----- TEXT SEGMENT -----
His rise is yet another illustration of how Donald Trump has turned the old order on its head. Because the president knew few Republican policy experts at the time of his election, and was despised by most of them, he turned to soldiers, businessmen and politicians to fill his senior positions. Gratifyingly for Mr Trump, who has a mixed view of politicians and admires real-world achievement, Mr Pompeo, one of four members of the House of Representatives thus favoured, was all of the above. Before his business career he graduated top of his class at West Point and served five years in a cavalry unit; he retains an air of the bullish straightforwardness military high-achievers exude. Mr Trump was allegedly sold the moment Mr Pompeo, a well-built man like the president, came barrelling into his office. Yet he left the army almost 30 years ago and his soldierly carriage is misleading.
----- RECORDS SUPPLIED -----
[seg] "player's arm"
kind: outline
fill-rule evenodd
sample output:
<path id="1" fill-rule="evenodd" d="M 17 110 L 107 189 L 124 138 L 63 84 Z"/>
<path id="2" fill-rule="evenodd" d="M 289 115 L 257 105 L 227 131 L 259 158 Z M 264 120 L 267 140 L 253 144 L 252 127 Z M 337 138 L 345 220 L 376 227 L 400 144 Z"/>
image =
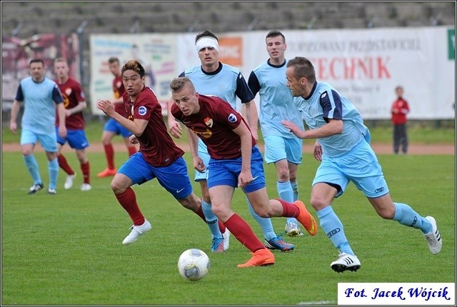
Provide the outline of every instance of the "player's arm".
<path id="1" fill-rule="evenodd" d="M 17 114 L 19 114 L 20 109 L 21 102 L 14 99 L 11 106 L 11 119 L 9 119 L 9 129 L 14 134 L 16 134 L 17 130 Z"/>
<path id="2" fill-rule="evenodd" d="M 169 131 L 174 137 L 181 139 L 181 136 L 183 134 L 183 129 L 181 127 L 181 124 L 176 121 L 173 114 L 171 114 L 171 106 L 173 106 L 174 104 L 174 101 L 173 99 L 169 100 L 166 104 L 166 117 Z"/>
<path id="3" fill-rule="evenodd" d="M 340 134 L 343 132 L 343 121 L 328 119 L 328 123 L 316 129 L 301 130 L 290 121 L 282 121 L 283 125 L 300 139 L 318 139 Z"/>
<path id="4" fill-rule="evenodd" d="M 99 110 L 103 111 L 105 114 L 114 119 L 136 136 L 140 136 L 143 134 L 143 131 L 144 131 L 144 129 L 148 125 L 148 121 L 146 119 L 136 119 L 131 121 L 130 119 L 124 117 L 122 115 L 114 111 L 113 104 L 109 100 L 99 100 L 97 101 L 97 108 Z"/>
<path id="5" fill-rule="evenodd" d="M 238 186 L 243 188 L 253 180 L 251 172 L 252 135 L 243 121 L 233 131 L 239 136 L 241 141 L 241 171 L 238 176 Z"/>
-----
According to the passage about Mr Pompeo, what kinds of people did the president turn to in order to fill his senior positions? List every kind it names.

Soldiers, businessmen, politicians